* _TASK DESCRIPTION_: Please copy out the entries below exactly, beginning with the line that contains "box: [89, 28, 98, 38]" and ending with the line that contains "11L0 5L6 61L98", and include nothing outside that span.

*** Opening of PROVIDED DATA ***

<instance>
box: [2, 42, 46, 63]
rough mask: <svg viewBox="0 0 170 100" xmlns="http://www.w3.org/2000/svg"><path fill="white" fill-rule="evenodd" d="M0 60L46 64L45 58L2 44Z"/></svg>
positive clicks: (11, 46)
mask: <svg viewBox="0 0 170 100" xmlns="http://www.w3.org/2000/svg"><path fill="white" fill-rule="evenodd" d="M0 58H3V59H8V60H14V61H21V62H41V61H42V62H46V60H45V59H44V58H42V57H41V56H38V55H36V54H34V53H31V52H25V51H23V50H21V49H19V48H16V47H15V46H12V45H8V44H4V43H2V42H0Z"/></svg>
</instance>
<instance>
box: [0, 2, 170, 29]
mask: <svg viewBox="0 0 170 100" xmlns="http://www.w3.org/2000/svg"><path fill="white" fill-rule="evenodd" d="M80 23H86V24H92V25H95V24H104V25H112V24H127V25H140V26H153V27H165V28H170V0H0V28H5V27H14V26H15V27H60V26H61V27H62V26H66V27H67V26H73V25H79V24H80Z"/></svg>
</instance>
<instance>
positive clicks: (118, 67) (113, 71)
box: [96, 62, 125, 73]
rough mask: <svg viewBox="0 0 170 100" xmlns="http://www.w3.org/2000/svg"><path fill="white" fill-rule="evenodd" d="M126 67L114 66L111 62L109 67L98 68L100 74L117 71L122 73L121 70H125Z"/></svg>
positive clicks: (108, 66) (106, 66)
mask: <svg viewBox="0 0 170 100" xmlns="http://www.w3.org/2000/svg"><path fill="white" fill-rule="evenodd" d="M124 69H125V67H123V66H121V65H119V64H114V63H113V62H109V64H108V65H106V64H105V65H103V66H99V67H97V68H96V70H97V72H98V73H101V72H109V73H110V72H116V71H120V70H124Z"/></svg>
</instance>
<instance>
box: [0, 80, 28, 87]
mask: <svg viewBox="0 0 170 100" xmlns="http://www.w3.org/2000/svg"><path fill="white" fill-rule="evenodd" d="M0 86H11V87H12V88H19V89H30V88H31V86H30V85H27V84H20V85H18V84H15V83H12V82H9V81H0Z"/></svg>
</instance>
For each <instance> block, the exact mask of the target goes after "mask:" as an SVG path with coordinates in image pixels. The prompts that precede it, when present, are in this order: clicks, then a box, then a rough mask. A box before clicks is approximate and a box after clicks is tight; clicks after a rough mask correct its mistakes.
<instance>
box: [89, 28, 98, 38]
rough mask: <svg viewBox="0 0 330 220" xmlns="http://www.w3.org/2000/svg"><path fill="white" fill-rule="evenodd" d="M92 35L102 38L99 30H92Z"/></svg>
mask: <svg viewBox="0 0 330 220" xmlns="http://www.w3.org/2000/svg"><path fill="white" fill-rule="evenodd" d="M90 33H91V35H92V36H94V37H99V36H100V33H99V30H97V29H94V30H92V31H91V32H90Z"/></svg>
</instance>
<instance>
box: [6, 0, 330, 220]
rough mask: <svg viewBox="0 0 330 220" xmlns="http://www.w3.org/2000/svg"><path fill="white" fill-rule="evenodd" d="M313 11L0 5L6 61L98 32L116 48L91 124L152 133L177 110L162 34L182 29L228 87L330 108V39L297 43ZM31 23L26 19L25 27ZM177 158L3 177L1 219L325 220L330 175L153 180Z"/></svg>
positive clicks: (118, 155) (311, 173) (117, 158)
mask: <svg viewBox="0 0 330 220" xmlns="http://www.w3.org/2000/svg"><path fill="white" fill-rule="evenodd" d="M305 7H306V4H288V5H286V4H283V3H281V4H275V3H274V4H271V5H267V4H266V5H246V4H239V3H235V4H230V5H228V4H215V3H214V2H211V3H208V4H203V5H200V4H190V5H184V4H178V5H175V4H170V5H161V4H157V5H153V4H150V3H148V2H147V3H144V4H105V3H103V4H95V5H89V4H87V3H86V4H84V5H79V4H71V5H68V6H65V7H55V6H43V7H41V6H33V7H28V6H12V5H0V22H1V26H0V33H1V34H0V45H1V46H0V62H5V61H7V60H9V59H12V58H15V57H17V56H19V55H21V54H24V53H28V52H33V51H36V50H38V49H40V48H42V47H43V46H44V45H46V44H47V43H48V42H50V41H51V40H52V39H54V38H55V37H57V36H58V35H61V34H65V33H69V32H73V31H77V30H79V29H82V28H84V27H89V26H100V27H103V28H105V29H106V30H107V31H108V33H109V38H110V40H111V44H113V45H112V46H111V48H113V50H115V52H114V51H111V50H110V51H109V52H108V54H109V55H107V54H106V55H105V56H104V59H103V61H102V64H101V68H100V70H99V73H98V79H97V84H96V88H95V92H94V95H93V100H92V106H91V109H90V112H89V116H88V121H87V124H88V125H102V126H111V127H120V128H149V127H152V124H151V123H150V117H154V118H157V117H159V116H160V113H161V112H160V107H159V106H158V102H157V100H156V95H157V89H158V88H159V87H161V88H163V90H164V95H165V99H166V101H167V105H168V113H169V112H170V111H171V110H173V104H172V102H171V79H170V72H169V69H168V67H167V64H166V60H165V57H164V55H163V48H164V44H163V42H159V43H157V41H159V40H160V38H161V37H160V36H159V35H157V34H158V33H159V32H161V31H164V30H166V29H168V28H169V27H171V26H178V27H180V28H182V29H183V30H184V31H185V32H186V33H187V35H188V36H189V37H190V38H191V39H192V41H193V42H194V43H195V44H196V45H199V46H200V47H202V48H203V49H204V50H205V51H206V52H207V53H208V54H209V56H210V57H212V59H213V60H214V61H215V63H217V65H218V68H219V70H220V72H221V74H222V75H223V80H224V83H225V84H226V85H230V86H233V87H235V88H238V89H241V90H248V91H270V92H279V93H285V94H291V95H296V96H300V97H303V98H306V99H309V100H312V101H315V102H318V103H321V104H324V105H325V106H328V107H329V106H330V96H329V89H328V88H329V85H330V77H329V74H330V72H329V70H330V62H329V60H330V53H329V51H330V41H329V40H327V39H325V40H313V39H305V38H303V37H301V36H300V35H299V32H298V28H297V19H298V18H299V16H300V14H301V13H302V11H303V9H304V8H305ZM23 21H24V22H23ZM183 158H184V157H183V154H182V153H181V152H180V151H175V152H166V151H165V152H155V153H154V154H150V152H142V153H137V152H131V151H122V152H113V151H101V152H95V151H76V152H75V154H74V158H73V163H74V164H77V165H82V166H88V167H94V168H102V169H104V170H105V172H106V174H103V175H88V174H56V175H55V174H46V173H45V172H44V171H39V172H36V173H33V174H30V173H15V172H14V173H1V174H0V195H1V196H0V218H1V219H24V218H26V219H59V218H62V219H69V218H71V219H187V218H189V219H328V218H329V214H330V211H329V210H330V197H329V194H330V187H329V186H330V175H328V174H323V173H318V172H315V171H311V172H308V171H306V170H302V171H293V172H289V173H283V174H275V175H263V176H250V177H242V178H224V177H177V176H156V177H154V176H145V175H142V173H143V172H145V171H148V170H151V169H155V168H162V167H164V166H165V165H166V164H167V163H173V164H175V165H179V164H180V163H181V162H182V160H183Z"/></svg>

*** Close of PROVIDED DATA ***

* _OUTPUT FOR THIS EXERCISE_:
box: [89, 28, 98, 38]
rough mask: <svg viewBox="0 0 330 220" xmlns="http://www.w3.org/2000/svg"><path fill="white" fill-rule="evenodd" d="M92 35L102 38L99 30H92Z"/></svg>
mask: <svg viewBox="0 0 330 220" xmlns="http://www.w3.org/2000/svg"><path fill="white" fill-rule="evenodd" d="M90 33H91V35H92V36H94V37H99V36H100V33H99V30H97V29H94V30H92V31H91V32H90Z"/></svg>
</instance>
<instance>
box: [6, 0, 330, 220]
rough mask: <svg viewBox="0 0 330 220" xmlns="http://www.w3.org/2000/svg"><path fill="white" fill-rule="evenodd" d="M313 11L0 5L6 61L98 32L116 48L91 124L152 133L177 110L162 34L182 29L228 87L330 108V39L297 43ZM31 23L26 19L25 27ZM177 158L3 177L1 219L325 220L330 175L153 180Z"/></svg>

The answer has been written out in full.